### [EXTRACTED DATA]
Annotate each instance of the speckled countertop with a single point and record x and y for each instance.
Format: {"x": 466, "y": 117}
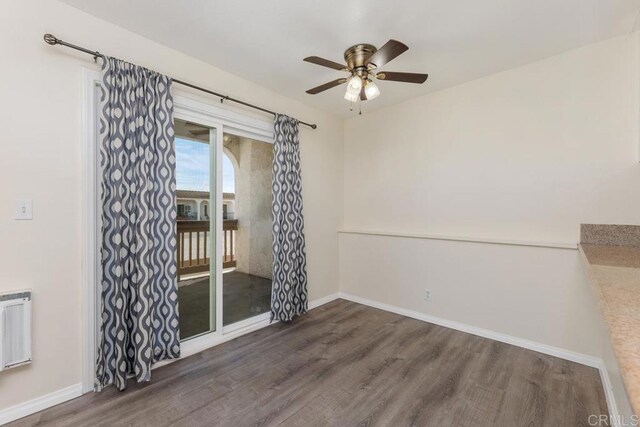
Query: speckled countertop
{"x": 615, "y": 273}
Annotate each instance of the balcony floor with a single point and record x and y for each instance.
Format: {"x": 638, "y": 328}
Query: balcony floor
{"x": 244, "y": 296}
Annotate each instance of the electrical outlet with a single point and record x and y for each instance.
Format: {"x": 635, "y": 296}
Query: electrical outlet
{"x": 24, "y": 209}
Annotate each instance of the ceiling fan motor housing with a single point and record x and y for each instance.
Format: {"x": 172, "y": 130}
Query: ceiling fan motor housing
{"x": 356, "y": 56}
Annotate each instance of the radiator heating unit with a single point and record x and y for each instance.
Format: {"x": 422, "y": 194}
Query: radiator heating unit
{"x": 15, "y": 329}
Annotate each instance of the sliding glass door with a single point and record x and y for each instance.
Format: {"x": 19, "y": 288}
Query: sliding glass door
{"x": 195, "y": 200}
{"x": 224, "y": 237}
{"x": 246, "y": 233}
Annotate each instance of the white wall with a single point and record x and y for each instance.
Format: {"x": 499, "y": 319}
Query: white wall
{"x": 40, "y": 118}
{"x": 524, "y": 155}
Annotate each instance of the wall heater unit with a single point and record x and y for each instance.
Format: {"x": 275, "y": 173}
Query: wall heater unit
{"x": 15, "y": 329}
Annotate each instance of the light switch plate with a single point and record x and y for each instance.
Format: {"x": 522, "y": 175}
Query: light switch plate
{"x": 24, "y": 209}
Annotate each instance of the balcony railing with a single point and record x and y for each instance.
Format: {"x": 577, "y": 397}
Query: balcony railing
{"x": 193, "y": 247}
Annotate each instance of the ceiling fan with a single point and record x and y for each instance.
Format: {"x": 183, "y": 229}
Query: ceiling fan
{"x": 362, "y": 62}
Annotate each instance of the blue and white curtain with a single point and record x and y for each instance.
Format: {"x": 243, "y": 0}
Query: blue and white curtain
{"x": 289, "y": 287}
{"x": 139, "y": 309}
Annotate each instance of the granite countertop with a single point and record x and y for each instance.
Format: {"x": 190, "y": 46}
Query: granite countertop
{"x": 615, "y": 273}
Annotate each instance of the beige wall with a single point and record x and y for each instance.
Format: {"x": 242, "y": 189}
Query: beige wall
{"x": 40, "y": 117}
{"x": 254, "y": 250}
{"x": 526, "y": 155}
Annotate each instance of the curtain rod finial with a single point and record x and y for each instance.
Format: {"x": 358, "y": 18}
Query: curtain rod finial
{"x": 50, "y": 39}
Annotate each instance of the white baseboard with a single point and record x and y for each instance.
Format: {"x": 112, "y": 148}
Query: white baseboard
{"x": 609, "y": 396}
{"x": 324, "y": 300}
{"x": 583, "y": 359}
{"x": 38, "y": 404}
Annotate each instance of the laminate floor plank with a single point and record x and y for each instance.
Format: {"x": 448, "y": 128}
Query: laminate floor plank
{"x": 347, "y": 364}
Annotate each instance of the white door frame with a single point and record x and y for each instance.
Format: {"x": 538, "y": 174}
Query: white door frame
{"x": 187, "y": 106}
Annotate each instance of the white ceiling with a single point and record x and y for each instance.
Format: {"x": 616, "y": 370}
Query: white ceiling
{"x": 454, "y": 41}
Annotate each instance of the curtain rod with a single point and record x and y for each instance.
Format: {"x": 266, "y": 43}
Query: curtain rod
{"x": 53, "y": 40}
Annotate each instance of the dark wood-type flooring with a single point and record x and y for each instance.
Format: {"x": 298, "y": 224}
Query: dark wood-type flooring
{"x": 347, "y": 364}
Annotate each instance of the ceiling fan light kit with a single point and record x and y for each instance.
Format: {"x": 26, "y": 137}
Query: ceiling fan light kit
{"x": 362, "y": 61}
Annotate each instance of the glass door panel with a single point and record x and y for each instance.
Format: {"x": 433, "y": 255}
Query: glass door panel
{"x": 246, "y": 236}
{"x": 195, "y": 195}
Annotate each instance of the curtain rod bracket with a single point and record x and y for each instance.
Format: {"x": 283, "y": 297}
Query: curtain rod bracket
{"x": 53, "y": 40}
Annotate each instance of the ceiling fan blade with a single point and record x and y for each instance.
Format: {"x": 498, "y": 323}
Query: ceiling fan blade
{"x": 392, "y": 49}
{"x": 402, "y": 77}
{"x": 325, "y": 63}
{"x": 326, "y": 86}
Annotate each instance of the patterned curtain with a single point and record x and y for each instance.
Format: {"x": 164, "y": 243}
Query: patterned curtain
{"x": 139, "y": 324}
{"x": 289, "y": 288}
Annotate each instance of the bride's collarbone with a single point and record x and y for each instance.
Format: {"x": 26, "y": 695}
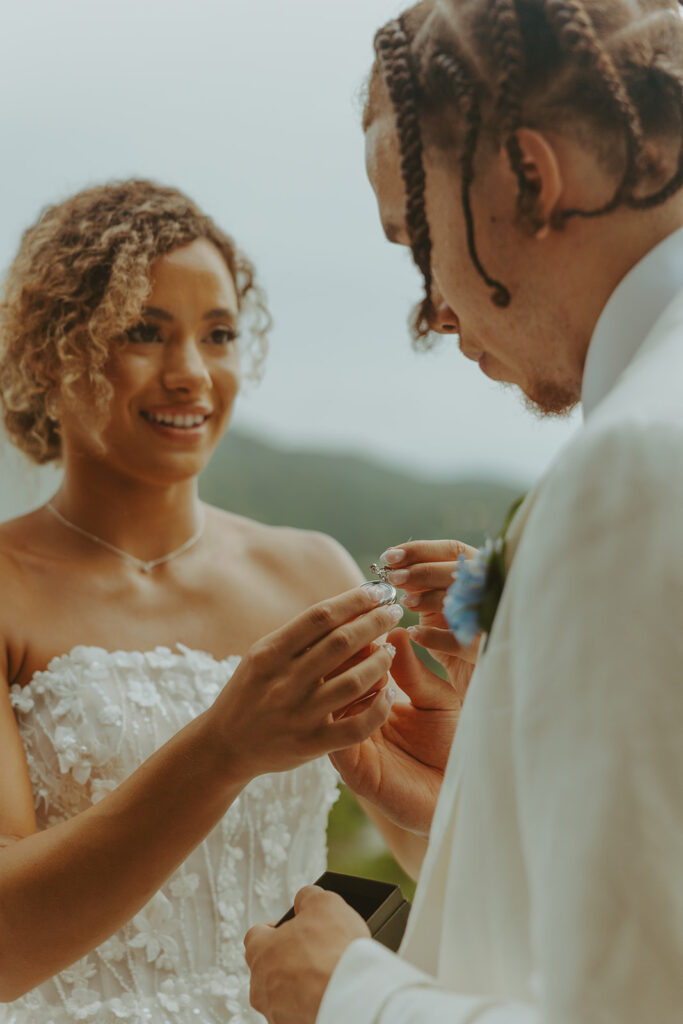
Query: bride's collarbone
{"x": 220, "y": 612}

### [PROBLEM STATEMENT]
The answer should be the complete listing, set down exactly, without pictures.

### [WRITTEN RESPONSE]
Annotate each instance of the speckled countertop with a single point and record x and y for each instance.
Format: {"x": 466, "y": 117}
Query: speckled countertop
{"x": 615, "y": 273}
Annotate each instance of the balcony floor with a single point and record x and y for each instance.
Format: {"x": 638, "y": 328}
Query: balcony floor
{"x": 244, "y": 296}
Annotate each instance of the electrical outlet with a single point and record x and y for each instance.
Format: {"x": 635, "y": 296}
Query: electrical outlet
{"x": 24, "y": 209}
Annotate each instance of the ceiling fan motor housing with a single point and record x and y for each instance.
Format: {"x": 172, "y": 130}
Query: ceiling fan motor housing
{"x": 356, "y": 56}
Annotate each instance of the radiator heating unit with a single point and record x and y for each instance.
Format: {"x": 422, "y": 194}
Query: radiator heating unit
{"x": 15, "y": 329}
Annotate each instance of the sliding glass door with a single point and record x and y for each instance.
Format: {"x": 19, "y": 288}
Query: sliding glass door
{"x": 195, "y": 200}
{"x": 224, "y": 237}
{"x": 246, "y": 233}
Annotate each instance of the white wall with a single point and record x and y for each instance.
Format: {"x": 499, "y": 319}
Query: white wall
{"x": 40, "y": 118}
{"x": 524, "y": 155}
Annotate each instance of the wall heater unit with a single point and record x and y for each instance.
Format: {"x": 275, "y": 173}
Query: wall heater unit
{"x": 15, "y": 329}
Annotate each instance of the light switch plate with a single point and record x and y for each instance.
Format: {"x": 522, "y": 175}
Query: light switch plate
{"x": 24, "y": 209}
Annotate each instance of the balcony railing with a single point and record x and y for each instance.
Format: {"x": 577, "y": 397}
Query: balcony railing
{"x": 193, "y": 247}
Annotate each instance of the ceiling fan with a single point and record x and y for each instance.
Format: {"x": 183, "y": 229}
Query: ceiling fan
{"x": 362, "y": 62}
Annotate each instance of the blue and white curtain with a single point and record x and y for each instance.
Format: {"x": 243, "y": 0}
Query: blue and white curtain
{"x": 289, "y": 287}
{"x": 139, "y": 309}
Annotate each instance of the granite countertop with a single point and record x and y for each instance.
Format: {"x": 190, "y": 46}
Query: granite countertop
{"x": 615, "y": 273}
Annotate each instance of the beige wall with a single point and record x and y for each instance.
Format: {"x": 242, "y": 189}
Query: beige wall
{"x": 40, "y": 117}
{"x": 254, "y": 250}
{"x": 526, "y": 155}
Annotate each instance of the curtain rod finial with a single point and record x and y for each instance.
Format: {"x": 358, "y": 18}
Query: curtain rod finial
{"x": 50, "y": 39}
Annotate each instance of the white baseboard with a single point and record x and y for each instance.
Format: {"x": 112, "y": 148}
Query: white baseboard
{"x": 609, "y": 396}
{"x": 324, "y": 300}
{"x": 583, "y": 359}
{"x": 38, "y": 404}
Annotate each instance of the laminate floor plank with a single point and record x and y for each instance.
Format: {"x": 448, "y": 128}
Query: laminate floor plank
{"x": 347, "y": 364}
Annotate each instance of the white door frame with a single point and record x and y for each instance.
Format: {"x": 538, "y": 174}
Query: white door frame
{"x": 187, "y": 106}
Annotate each instance of the white ceiling with a single point and record x and y for each instance.
Format: {"x": 616, "y": 370}
Query: white ceiling
{"x": 454, "y": 41}
Annotate each instance of the curtain rod with a single point and record x and y for each instance.
Format: {"x": 266, "y": 43}
Query: curtain rod
{"x": 53, "y": 40}
Annotate each instance of the dark wood-type flooring with a single point and record x and y for each instance.
Format: {"x": 298, "y": 224}
Query: dark wood-type flooring
{"x": 347, "y": 364}
Annotate each instance of the ceiling fan light kit with a single point and record x and y for each instance.
Format: {"x": 26, "y": 137}
Query: ceiling fan light kit
{"x": 362, "y": 61}
Annotate each instance of the glass door panel with a single point and record x and y for each instance.
Format: {"x": 433, "y": 255}
Query: glass door panel
{"x": 246, "y": 236}
{"x": 195, "y": 195}
Annotate each instance of the curtain rod bracket with a single point and record x and y for each instance.
Format: {"x": 283, "y": 297}
Query: curtain rod bracket
{"x": 53, "y": 40}
Annotate each instance of the ceiling fan blade with a single point and record x and y for each instance.
Format: {"x": 498, "y": 323}
Query: ceiling fan blade
{"x": 392, "y": 49}
{"x": 402, "y": 77}
{"x": 325, "y": 63}
{"x": 326, "y": 86}
Annotate each instance of the patterned curtain with a single point and record x and y for each instance.
Format: {"x": 164, "y": 243}
Query: patterned curtain
{"x": 139, "y": 324}
{"x": 289, "y": 288}
Annotate each instance of the bride's collarbone with a single point and record x and y for each instance.
Format: {"x": 26, "y": 695}
Query: bride's collarbone
{"x": 220, "y": 612}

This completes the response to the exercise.